§ **Task brief**
Edit the records below so that each "exterior ring" becomes "outer ring". Leave every other part unchanged.

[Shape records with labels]
-- begin --

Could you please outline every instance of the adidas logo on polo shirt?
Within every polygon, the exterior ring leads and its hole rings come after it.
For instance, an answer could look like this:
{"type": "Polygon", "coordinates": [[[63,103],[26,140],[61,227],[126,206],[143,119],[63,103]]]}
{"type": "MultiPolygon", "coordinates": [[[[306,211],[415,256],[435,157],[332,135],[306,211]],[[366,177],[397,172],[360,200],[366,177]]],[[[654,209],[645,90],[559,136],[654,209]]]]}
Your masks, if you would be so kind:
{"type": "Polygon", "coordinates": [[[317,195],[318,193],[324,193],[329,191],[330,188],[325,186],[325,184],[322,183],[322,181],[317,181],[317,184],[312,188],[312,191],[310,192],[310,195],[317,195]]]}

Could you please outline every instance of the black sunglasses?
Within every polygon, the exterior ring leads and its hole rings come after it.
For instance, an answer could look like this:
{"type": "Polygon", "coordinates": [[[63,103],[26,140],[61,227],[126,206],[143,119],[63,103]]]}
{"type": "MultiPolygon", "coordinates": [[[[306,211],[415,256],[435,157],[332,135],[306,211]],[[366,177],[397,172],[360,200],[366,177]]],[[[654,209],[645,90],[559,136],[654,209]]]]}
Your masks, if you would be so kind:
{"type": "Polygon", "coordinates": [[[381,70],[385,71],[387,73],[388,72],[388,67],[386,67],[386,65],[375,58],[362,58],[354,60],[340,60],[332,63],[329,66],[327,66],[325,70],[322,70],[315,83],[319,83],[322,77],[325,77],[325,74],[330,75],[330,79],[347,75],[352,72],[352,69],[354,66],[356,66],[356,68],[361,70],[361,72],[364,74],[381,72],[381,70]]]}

-- end --

§ **Correct result**
Could you please outline every instance of the adidas logo on polo shirt?
Within every polygon, the outer ring leads and its hole rings come after it.
For instance, an answer could look like this:
{"type": "Polygon", "coordinates": [[[63,103],[26,140],[61,227],[126,206],[143,119],[63,103]]]}
{"type": "MultiPolygon", "coordinates": [[[[306,211],[415,256],[435,157],[332,135],[306,211]],[[366,177],[397,172],[360,200],[366,177]]],[[[654,209],[645,90],[559,136],[654,209]]]]}
Your masks, if you would be so kind:
{"type": "Polygon", "coordinates": [[[317,195],[318,193],[324,193],[329,191],[330,188],[325,186],[325,184],[322,183],[322,181],[317,181],[317,184],[312,188],[312,191],[310,192],[310,195],[317,195]]]}

Could you please outline every instance of the black sunglasses?
Within every polygon, the outer ring leads and its hole rings come after it.
For instance, an answer could look like this:
{"type": "Polygon", "coordinates": [[[63,103],[26,140],[61,227],[126,206],[143,119],[63,103]]]}
{"type": "MultiPolygon", "coordinates": [[[[306,211],[415,256],[435,157],[332,135],[306,211]],[[366,177],[397,172],[360,200],[366,177]]],[[[654,209],[645,90],[559,136],[654,209]]]]}
Your masks, if you would be so kind:
{"type": "Polygon", "coordinates": [[[381,70],[385,71],[387,73],[388,72],[388,67],[386,67],[386,65],[375,58],[362,58],[354,60],[340,60],[332,63],[329,66],[327,66],[325,70],[322,70],[315,83],[319,83],[322,77],[325,77],[325,74],[330,75],[330,79],[347,75],[352,72],[352,69],[354,66],[356,66],[356,68],[361,70],[361,72],[364,74],[381,72],[381,70]]]}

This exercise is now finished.